--- BEGIN MATERIAL SHOWN ---
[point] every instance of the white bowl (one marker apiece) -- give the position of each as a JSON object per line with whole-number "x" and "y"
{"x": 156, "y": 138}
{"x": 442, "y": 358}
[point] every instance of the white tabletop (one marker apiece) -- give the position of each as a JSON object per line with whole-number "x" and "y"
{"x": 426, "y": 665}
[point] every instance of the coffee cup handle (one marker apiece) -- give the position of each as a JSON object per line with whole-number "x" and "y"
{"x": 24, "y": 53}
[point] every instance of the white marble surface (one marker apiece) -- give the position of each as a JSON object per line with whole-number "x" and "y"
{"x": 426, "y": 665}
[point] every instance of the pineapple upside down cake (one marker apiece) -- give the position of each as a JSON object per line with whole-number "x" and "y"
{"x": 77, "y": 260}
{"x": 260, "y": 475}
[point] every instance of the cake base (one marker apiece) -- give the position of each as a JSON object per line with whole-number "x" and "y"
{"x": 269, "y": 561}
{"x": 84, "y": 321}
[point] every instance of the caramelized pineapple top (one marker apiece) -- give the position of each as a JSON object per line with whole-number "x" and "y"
--- END MATERIAL SHOWN ---
### TASK:
Please turn the lines of the listing into a numbered list, beginning at the line that contains "[point] every instance of the white tabletop" and continuing through the end of the listing, with both ends included and blank lines omitted.

### ANSWER TO THIS TASK:
1. [point] every instance of the white tabletop (one marker apiece) -- give the position of each as a JSON object per line with whole-number "x" and "y"
2. {"x": 426, "y": 665}
3. [point] every instance of the coffee cup handle (one marker apiece) -- give the position of each as a JSON object per line with whole-number "x" and "y"
4. {"x": 24, "y": 53}
5. [point] every instance of the white marble surface (one marker apiece) -- give the position of each as a JSON object per line with whole-number "x" and "y"
6. {"x": 426, "y": 665}
7. [point] every instance of the pineapple upside down cake (one marker apiece) -- give the position of each as a JSON object per line with whole-number "x" and "y"
8. {"x": 77, "y": 260}
9. {"x": 260, "y": 475}
10. [point] every instance of the cake base (one marker apiece) -- give the position of each as a JSON object per line with whole-number "x" and "y"
11. {"x": 269, "y": 561}
12. {"x": 84, "y": 321}
13. [point] every instance of the caramelized pineapple top (one marker apiece) -- give the position of each as a JSON object per line with whole-number "x" and "y"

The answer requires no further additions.